Pointing dataset excerpts:
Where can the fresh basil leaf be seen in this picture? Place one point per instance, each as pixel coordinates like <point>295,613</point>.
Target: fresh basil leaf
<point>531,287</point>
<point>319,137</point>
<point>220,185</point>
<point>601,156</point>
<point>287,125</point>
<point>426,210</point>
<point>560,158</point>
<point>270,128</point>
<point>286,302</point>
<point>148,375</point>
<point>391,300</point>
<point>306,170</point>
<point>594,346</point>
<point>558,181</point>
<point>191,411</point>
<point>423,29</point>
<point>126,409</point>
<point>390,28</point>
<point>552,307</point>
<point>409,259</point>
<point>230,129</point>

■ TASK TO COMPLETE ■
Write the entries again, exactly as they stand.

■ ANSWER TO THIS EXERCISE ■
Where can the fresh basil leaf be seen in this picture? Place one point per instance, each as pixel coordinates like <point>295,613</point>.
Target: fresh basil leaf
<point>531,287</point>
<point>319,137</point>
<point>220,185</point>
<point>601,156</point>
<point>287,125</point>
<point>426,210</point>
<point>560,158</point>
<point>270,128</point>
<point>286,302</point>
<point>148,375</point>
<point>391,300</point>
<point>306,170</point>
<point>594,346</point>
<point>558,181</point>
<point>191,411</point>
<point>423,29</point>
<point>126,409</point>
<point>390,28</point>
<point>552,307</point>
<point>409,259</point>
<point>230,129</point>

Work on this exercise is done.